§ **INFORMATION**
-*-

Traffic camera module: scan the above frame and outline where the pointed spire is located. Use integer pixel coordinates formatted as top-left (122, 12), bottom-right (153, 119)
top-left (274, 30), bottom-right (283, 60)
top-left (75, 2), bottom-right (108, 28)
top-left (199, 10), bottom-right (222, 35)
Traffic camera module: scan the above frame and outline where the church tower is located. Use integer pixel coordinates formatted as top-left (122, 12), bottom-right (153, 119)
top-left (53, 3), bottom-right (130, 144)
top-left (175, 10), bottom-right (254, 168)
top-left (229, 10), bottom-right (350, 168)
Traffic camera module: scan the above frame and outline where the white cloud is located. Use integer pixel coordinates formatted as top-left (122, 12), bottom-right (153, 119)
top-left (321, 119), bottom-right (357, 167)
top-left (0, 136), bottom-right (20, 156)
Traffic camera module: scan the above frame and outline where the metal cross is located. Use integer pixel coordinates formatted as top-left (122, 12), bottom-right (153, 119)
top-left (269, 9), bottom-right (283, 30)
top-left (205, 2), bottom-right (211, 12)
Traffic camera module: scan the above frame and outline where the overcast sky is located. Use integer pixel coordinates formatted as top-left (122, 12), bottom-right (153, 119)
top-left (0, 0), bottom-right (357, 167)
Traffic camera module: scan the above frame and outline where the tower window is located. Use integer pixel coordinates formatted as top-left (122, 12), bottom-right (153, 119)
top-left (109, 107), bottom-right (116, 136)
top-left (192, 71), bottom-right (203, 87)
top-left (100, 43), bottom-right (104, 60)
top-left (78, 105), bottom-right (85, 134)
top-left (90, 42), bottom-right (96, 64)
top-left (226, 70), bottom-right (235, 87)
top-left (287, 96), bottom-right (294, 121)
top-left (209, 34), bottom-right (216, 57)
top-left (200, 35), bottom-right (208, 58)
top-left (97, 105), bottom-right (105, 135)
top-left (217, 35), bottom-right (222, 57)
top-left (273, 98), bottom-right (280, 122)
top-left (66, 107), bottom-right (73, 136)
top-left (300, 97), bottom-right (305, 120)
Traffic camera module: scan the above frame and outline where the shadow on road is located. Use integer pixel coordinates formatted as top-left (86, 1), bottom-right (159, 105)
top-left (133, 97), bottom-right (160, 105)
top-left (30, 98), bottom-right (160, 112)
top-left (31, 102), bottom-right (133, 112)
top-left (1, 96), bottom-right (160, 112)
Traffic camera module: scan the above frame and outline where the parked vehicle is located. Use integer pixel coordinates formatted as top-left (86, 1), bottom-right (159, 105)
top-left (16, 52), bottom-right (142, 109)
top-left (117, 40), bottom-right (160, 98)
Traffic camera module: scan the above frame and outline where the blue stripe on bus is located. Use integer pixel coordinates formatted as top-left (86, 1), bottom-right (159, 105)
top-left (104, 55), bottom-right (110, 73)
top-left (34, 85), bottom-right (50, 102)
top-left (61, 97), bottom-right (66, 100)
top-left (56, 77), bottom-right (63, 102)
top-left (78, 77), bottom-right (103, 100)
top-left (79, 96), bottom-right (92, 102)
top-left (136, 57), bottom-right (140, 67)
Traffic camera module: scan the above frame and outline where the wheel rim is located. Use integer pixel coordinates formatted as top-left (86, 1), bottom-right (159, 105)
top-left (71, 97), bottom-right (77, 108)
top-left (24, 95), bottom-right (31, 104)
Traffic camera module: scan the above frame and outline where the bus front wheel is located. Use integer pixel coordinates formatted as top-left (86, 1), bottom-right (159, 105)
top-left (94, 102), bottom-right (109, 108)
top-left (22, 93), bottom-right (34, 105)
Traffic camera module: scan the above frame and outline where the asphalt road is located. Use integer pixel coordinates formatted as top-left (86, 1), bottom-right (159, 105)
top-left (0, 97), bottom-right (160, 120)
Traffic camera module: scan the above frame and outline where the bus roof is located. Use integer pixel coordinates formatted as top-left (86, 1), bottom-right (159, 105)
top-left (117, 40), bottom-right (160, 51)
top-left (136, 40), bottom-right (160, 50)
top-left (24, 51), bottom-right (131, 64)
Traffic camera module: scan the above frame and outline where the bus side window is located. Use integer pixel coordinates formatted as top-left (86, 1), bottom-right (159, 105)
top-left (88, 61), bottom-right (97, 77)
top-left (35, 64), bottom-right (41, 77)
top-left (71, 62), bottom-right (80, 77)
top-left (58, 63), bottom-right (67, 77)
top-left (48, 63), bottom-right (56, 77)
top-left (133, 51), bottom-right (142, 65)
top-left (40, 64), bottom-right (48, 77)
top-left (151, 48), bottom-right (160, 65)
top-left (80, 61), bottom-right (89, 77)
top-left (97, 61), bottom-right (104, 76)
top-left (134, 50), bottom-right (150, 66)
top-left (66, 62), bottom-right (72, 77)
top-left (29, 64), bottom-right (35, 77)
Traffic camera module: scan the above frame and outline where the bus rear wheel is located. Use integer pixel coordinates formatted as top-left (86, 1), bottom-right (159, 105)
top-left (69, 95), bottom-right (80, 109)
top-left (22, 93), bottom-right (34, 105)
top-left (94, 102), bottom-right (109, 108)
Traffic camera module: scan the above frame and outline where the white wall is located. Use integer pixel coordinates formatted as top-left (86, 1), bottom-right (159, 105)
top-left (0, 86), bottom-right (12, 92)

-*-

§ **PROBLEM REQUIREMENTS**
Copy the whole listing once more, exactly.

§ **OUTPUT FOR THIS EXERCISE**
Traffic camera module: scan the above frame and outline where the pointed spire is located. Use integer pixel coordinates formatted as top-left (122, 12), bottom-right (153, 119)
top-left (274, 30), bottom-right (283, 60)
top-left (75, 2), bottom-right (108, 28)
top-left (199, 10), bottom-right (222, 35)
Traffic camera module: scan the above frame and outline where the church tower is located. Use integer pixel coordinates formatted as top-left (122, 12), bottom-right (153, 119)
top-left (53, 3), bottom-right (130, 144)
top-left (175, 10), bottom-right (254, 168)
top-left (229, 10), bottom-right (350, 168)
Traffic camera module: scan the above frame and outline where the white cloud is located. Use integer pixel coordinates formatted as top-left (122, 12), bottom-right (153, 119)
top-left (321, 119), bottom-right (357, 167)
top-left (0, 136), bottom-right (20, 156)
Traffic camera module: scan the above frame and outline where the metal cross is located. Use integer pixel coordinates formatted as top-left (122, 12), bottom-right (153, 119)
top-left (269, 9), bottom-right (283, 30)
top-left (205, 2), bottom-right (211, 12)
Traffic camera module: scan the above frame and outline where the overcast sky is located. Use integer pixel coordinates formatted as top-left (122, 12), bottom-right (153, 119)
top-left (0, 0), bottom-right (357, 167)
Traffic camera module: scan the above frame and outline where the tower window is located. Use integer pixel coordinates formatted as top-left (122, 12), bottom-right (153, 119)
top-left (109, 107), bottom-right (116, 136)
top-left (192, 71), bottom-right (203, 87)
top-left (100, 43), bottom-right (104, 60)
top-left (78, 105), bottom-right (85, 134)
top-left (90, 42), bottom-right (96, 64)
top-left (226, 70), bottom-right (235, 87)
top-left (287, 96), bottom-right (294, 121)
top-left (209, 34), bottom-right (216, 57)
top-left (200, 35), bottom-right (208, 58)
top-left (97, 105), bottom-right (105, 135)
top-left (217, 35), bottom-right (222, 57)
top-left (273, 98), bottom-right (280, 122)
top-left (66, 107), bottom-right (73, 136)
top-left (300, 97), bottom-right (305, 120)
Traffic camera module: scan the above frame and outline where the shadow on road is located. Use integer pixel coordinates formatted as top-left (86, 1), bottom-right (159, 105)
top-left (133, 97), bottom-right (160, 105)
top-left (30, 98), bottom-right (160, 112)
top-left (31, 102), bottom-right (133, 112)
top-left (1, 96), bottom-right (160, 112)
Traffic camera module: scan the above frame and outline where the parked vehicle is located. Use integer pixel coordinates formatted as top-left (86, 1), bottom-right (159, 105)
top-left (16, 52), bottom-right (142, 109)
top-left (117, 40), bottom-right (160, 98)
Traffic camera module: scan the above frame and outline where the blue stripe on bus is located. Use integer pixel coordinates formatted as top-left (86, 1), bottom-right (159, 105)
top-left (104, 55), bottom-right (110, 73)
top-left (34, 85), bottom-right (50, 102)
top-left (61, 97), bottom-right (66, 100)
top-left (56, 77), bottom-right (63, 102)
top-left (78, 77), bottom-right (103, 100)
top-left (79, 96), bottom-right (92, 102)
top-left (136, 57), bottom-right (140, 67)
Traffic camera module: scan the above frame and outline where the wheel rim is located. Use integer pixel coordinates formatted as top-left (86, 1), bottom-right (159, 105)
top-left (71, 97), bottom-right (77, 108)
top-left (24, 95), bottom-right (31, 104)
Traffic camera module: scan the above frame and outline where the bus front wheel is located. Use integer pixel coordinates formatted as top-left (86, 1), bottom-right (159, 105)
top-left (94, 102), bottom-right (109, 108)
top-left (22, 93), bottom-right (34, 105)
Traffic camera module: scan the above frame and outline where the asphalt road is located. Use integer pixel coordinates formatted as top-left (86, 1), bottom-right (159, 105)
top-left (0, 97), bottom-right (160, 120)
Traffic camera module: scan the above frame and outline where the bus roof is located. Use integer pixel coordinates formatted as top-left (86, 1), bottom-right (159, 105)
top-left (117, 40), bottom-right (160, 51)
top-left (136, 40), bottom-right (160, 50)
top-left (24, 51), bottom-right (131, 64)
Traffic camera module: scan the above frame and outline where the bus side window is located. Use integer pixel coordinates formatted as top-left (86, 1), bottom-right (159, 105)
top-left (88, 61), bottom-right (97, 77)
top-left (35, 64), bottom-right (41, 77)
top-left (71, 62), bottom-right (80, 77)
top-left (58, 63), bottom-right (67, 77)
top-left (48, 63), bottom-right (56, 77)
top-left (133, 51), bottom-right (142, 65)
top-left (40, 64), bottom-right (48, 77)
top-left (151, 48), bottom-right (160, 65)
top-left (80, 61), bottom-right (89, 77)
top-left (97, 61), bottom-right (104, 76)
top-left (134, 50), bottom-right (150, 66)
top-left (66, 62), bottom-right (72, 77)
top-left (29, 64), bottom-right (35, 77)
Traffic camera module: scan the above frame and outline where the bus rear wheel is located. Use integer pixel coordinates formatted as top-left (86, 1), bottom-right (159, 105)
top-left (69, 95), bottom-right (80, 109)
top-left (22, 93), bottom-right (34, 105)
top-left (94, 102), bottom-right (109, 108)
Traffic camera module: scan the above frame and outline where the white wall is located. Use integer pixel coordinates formatted as top-left (86, 1), bottom-right (159, 105)
top-left (0, 86), bottom-right (12, 92)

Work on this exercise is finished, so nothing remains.